▸ WRITTEN REQUEST
Pull out each line of the items below that contains the string "mullion". Case counts.

[Data extracted from a collection]
────────────────
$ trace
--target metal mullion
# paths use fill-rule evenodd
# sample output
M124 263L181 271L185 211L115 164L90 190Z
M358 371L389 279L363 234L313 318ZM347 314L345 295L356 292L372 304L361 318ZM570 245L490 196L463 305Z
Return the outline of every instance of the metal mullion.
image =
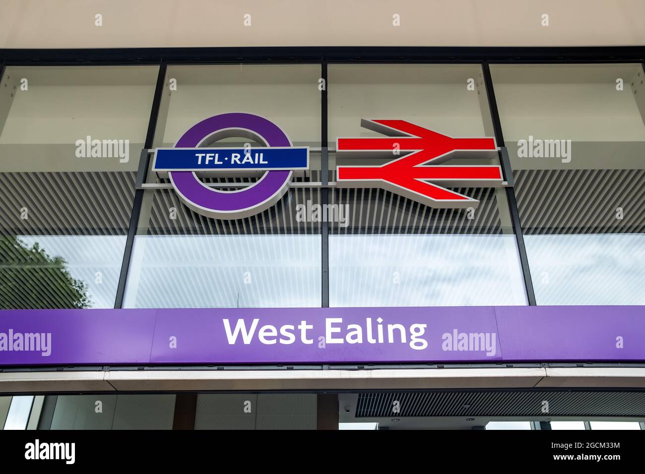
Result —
────────────────
▸ OUTPUT FOR THIS EXERCISE
--target metal mullion
Return the outline of every instance of the metal mullion.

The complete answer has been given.